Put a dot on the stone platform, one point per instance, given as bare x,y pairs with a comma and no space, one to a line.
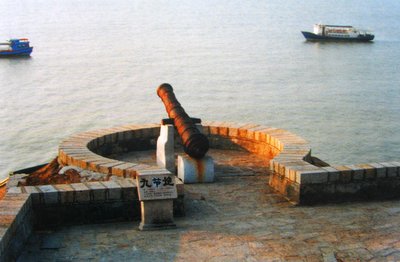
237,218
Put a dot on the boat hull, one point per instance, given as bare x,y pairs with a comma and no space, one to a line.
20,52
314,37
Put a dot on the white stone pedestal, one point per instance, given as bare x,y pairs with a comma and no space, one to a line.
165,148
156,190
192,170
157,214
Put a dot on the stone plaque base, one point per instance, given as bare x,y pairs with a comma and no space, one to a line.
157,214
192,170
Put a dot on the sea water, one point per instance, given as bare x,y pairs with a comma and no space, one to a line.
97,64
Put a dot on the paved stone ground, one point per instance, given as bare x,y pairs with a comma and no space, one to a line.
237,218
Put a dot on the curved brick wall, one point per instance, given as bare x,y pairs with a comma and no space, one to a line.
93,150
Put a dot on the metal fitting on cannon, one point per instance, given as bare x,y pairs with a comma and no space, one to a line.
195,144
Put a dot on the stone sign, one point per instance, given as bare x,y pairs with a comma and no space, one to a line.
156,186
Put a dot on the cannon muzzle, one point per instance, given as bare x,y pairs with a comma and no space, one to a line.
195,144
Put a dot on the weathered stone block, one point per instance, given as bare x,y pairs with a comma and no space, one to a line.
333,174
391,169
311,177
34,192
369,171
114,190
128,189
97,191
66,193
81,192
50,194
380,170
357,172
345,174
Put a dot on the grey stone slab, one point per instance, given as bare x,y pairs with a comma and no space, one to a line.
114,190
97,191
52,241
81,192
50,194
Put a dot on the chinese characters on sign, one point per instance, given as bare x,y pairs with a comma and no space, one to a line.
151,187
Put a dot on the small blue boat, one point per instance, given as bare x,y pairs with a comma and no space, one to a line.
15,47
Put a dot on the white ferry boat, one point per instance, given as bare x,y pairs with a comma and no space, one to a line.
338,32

Task to complete:
Go back to the records above and write them out exactly, without the pictures.

Solution for this task:
Put a dot on the stone platform, one point per instance, given as bare x,y pairs with a comma and no space, one to a line.
237,218
Put a dot on the boat hull, one point per instance, given as bare x,y pairs with a comma and no space, one to a line.
20,52
314,37
Put a dot on the white stone pedestal, one point per instance, given as bare x,y pairs with a comma and no space, one to a line.
165,148
156,190
192,170
157,214
Put a dot on the stone plaque base, one point per instance, given as bare x,y pairs with a comma and no space, one to a line.
157,214
192,170
Put a dot on the sea water, one point per instance, given as bare x,y pairs with a comma and no space, one to a line.
97,64
Put a dot on the paved stone ground, one point per instance, given as bare x,y pairs with a comma and no space, one to a line.
237,218
Put a dot on the curved brick wall, one point per instance, given as bare x,y pairs with a comma and no space, one to a line.
93,150
Put a dot on the metal fitting on cannon, one point per instance, given as bare x,y pairs with a comma and no space, one to a line.
195,144
Put a dot on the stone sign, one point per instance, given as bare x,y pairs with a comma and no space, one to a line.
156,186
Put a dot on the cannon muzzle, one point per instance, given as bare x,y pairs with a comma and no space, one to a line.
195,144
Put a dot on the weathered stone block, one point per instance, given as bare x,y pairs with a comma and no space, one to a line.
333,174
391,169
311,177
34,192
369,171
114,190
128,189
97,191
66,193
81,192
50,194
380,170
357,172
345,174
Put a dot on the grey stone slab, one point per instance, given as bare x,y pairs with a comma and no space, one to a line.
114,190
97,191
52,241
81,192
50,194
Put a dot on the chinese characters on sign, one point per instance, given as bare x,y pairs with a comma and no space, one to a line.
151,187
Put a dot on the small blue boat, one point per instance, given as bare x,y pairs with a comma and no space, one to a line.
15,47
Put a dot on the white ferry boat, one point per instance, given as bare x,y pairs with a comma and no space, one to a line.
338,32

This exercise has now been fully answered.